### The task
Reproduce these records with every occurrence of "dark jacket" replaced by "black coat", leaving all other text unchanged.

### Dataset excerpts
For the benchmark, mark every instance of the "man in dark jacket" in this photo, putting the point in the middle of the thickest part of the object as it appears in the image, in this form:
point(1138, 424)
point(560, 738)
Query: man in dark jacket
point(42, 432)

### Correct result
For the benchmark, mark every instance of the "man in black coat" in this photo, putting the point in the middle of the thickest part of the object as it appears in the image, in this form:
point(1138, 424)
point(560, 738)
Query: man in black coat
point(42, 432)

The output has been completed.